Langit Desember perlahan berubah warna, angin senja membawa bisikan kenangan dari 365 hari yang hampir habis kulalui. Hari-hari itu tidak sekadar dijalani, tetapi diciptakan, diperjuangkan, dan kuhidupkan sepenuh hati. Ini bukan hanya tentang kalender yang terus bergerak, melainkan sebuah epos pribadi kisah seorang Dilla, S.Pd. yang masih kuat berdiri, masih diberi kesempatan untuk terus berbuat, dan terus melangkah hingga sampai di titik ini. Terkadang, bertahan saja sudah merupakan bentuk kemenangan.
Tahun ini menjadi panggung untuk mengekspresikan diri sebagai ibu, guru, penulis, penggerak, sekaligus penyuluh jiwa. Menjadikannya ladang untuk menanam kebaikan dan mengubah proses menjadi karya yang kelak menetap sebagai jejak. Sebuah ikhtiar membangun legacy: bahwa diri ini pernah hadir, pernah berbuat, dan pernah bermakna bagi negeri. Di tahun ini pula, seolah hadir hadiah-hadiah sunyi dari Sang Maha Kuasa hadiah yang tidak selalu berwujud gemerlap, tetapi menguatkan batin. Apa yang tumbuh dalam diam sering kali paling bertahan lama.
Setelah tahun lalu aku berjibaku dengan segala kekuatan untuk mengolah hati, belajar ikhlas melepas putra-putraku menempuh jalan ilmu. Melepas mereka menjadi pribadi-pribadi mandiri di tempat mereka menimba pengetahuan. Bahkan hingga merelakan si sulung menjejak tanah para nabi, dan dua putraku lainnya menimba ilmu di pondok pesantren. Seolah Allah berbisik lirih bahwa semua ini adalah hadiah atas kesabaran dan keikhlasan yang kujalani. Alhamdulillah, terima kasih ya Allah. Dari sanalah aku kembali merawat kata dan menumbuhkan jiwa, karena tahun ini bukan lagi tahun yang riuh oleh sorak-sorai kemenangan instan, melainkan tahun ketekunan—menjalani hidup sesuai alur yang telah digariskan Pemilik takdir. Tidak semua anugerah datang dengan sorak, sebagian hadir dalam bentuk ketenangan.
Tahun ini menguatkan langkahku untuk menjalani peran dengan penuh kesadaran. Jika hidup adalah kaleidoskop, maka 2025 menghadirkan serpihan warna yang tidak selalu sama. Ada terang, ada redup, ada juga kelabu. Namun dari situlah kata-kata kurangkai dengan setia di jalan yang sunyi. Aku kembali menegaskan satu identitas yang kini mulai percaya diri kusematkan setelah namaku: penulis. Bukan penulis yang mengejar sensasi, melainkan penulis yang berusaha merawat kata agar tetap bernilai. Menulis bukan tentang siapa yang paling lantang, tetapi siapa yang paling jujur.

BAHAN YANG DIAMBIL:

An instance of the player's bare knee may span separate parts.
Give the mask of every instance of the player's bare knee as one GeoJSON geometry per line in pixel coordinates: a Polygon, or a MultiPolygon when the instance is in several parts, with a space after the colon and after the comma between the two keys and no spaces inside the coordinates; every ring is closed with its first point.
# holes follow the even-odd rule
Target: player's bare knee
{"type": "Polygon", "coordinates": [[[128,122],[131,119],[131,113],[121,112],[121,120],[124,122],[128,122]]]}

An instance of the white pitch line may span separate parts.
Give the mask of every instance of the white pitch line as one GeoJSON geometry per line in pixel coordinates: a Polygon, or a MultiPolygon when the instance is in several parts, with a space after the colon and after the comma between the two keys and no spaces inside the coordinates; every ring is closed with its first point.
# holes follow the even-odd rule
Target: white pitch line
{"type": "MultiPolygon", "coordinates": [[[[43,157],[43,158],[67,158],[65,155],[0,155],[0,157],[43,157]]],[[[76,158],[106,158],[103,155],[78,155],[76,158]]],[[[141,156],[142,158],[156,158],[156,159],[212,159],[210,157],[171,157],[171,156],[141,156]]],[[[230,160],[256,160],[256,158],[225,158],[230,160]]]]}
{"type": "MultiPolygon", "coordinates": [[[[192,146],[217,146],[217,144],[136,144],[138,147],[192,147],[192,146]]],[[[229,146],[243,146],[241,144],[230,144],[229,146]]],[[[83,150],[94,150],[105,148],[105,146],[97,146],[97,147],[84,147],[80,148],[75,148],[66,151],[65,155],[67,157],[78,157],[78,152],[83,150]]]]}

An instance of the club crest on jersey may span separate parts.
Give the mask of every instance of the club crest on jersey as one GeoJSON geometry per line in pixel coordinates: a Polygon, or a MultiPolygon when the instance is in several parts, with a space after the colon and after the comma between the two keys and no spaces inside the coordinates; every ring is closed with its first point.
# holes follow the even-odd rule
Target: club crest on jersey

KERJAKAN BERIKUT INI:
1. Ketik ulang bagian tulisan refleksi dari "Langit Desember perlahan" sampai "merupakan bentuk kemenangan.".
2. Jawab pertanyaan berikut berdasarkan tulisan refleksi.
(a) Berapa hari yang disebut hampir habis dilalui?
(b) Di mana dua putra lainnya menimba ilmu?
(c) Identitas apa yang kini disematkan setelah nama penulisnya?
Item-item ini diambil dari sumber yang berbeda.

HASIL PER TUGAS:
1.
Langit Desember perlahan berubah warna, angin senja membawa bisikan kenangan dari 365 hari yang hampir habis kulalui. Hari-hari itu tidak sekadar dijalani, tetapi diciptakan, diperjuangkan, dan kuhidupkan sepenuh hati. Ini bukan hanya tentang kalender yang terus bergerak, melainkan sebuah epos pribadi kisah seorang Dilla, S.Pd. yang masih kuat berdiri, masih diberi kesempatan untuk terus berbuat, dan terus melangkah hingga sampai di titik ini. Terkadang, bertahan saja sudah merupakan bentuk kemenangan.

2.
(a) 365 hari.
(b) Di pondok pesantren.
(c) Penulis.